[Data records]
--------------------

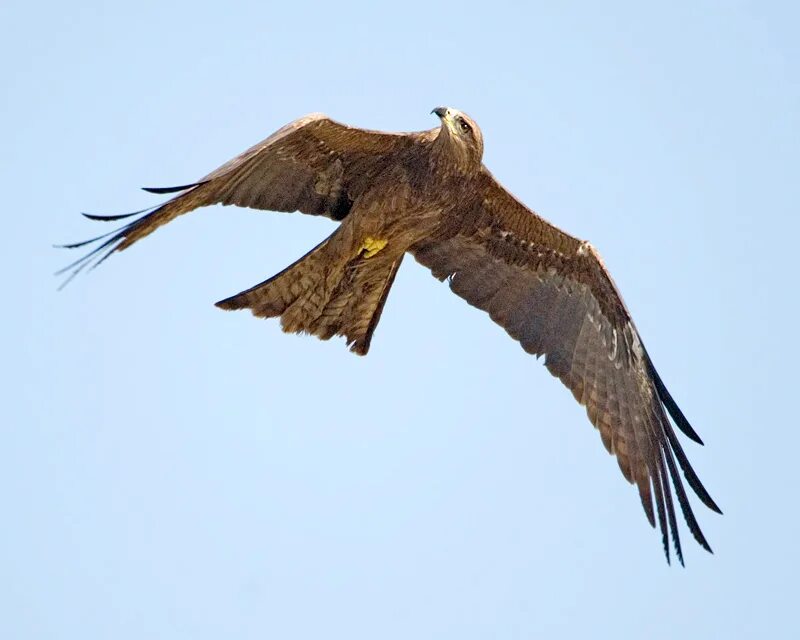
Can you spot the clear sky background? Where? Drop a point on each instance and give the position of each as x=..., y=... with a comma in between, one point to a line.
x=173, y=471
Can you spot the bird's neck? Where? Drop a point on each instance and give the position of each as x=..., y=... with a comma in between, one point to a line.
x=454, y=156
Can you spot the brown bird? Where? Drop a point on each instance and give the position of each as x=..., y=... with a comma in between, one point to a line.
x=428, y=194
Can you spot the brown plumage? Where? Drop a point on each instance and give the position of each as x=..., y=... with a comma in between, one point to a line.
x=428, y=194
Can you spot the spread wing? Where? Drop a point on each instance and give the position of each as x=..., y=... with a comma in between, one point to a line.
x=314, y=165
x=552, y=293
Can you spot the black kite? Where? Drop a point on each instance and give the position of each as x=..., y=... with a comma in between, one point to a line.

--------------------

* [Work to be completed] Print the whole listing above again, word for word, leaving out the pictures.

* [Reply to the exercise]
Can you spot the clear sky background? Where? Drop a point on each instance and give the position of each as x=..., y=... with a comma in between, one point to a line.
x=173, y=471
Can you spot the bird's neck? Where? Drop a point on each instance and give the position of each as x=..., y=... with a comma in between, one point to a line.
x=454, y=156
Can you spot the brown bird? Where? Drop a point on each instance and give the position of each as x=..., y=... with a comma in between, one point to a line.
x=428, y=194
Can you spot the brown plumage? Where? Drop a point on each instance and give the position of each as x=..., y=... with a comma in between, one point to a line.
x=428, y=194
Can you spot the spread wing? Where? Drop a point on each instance and give the position of each as x=..., y=... with a comma in between, one point to a line.
x=314, y=165
x=552, y=293
Can you spot the black kite? Where? Drop a point on each instance and give the position of each as x=..., y=... with a comma in between, one point to a line.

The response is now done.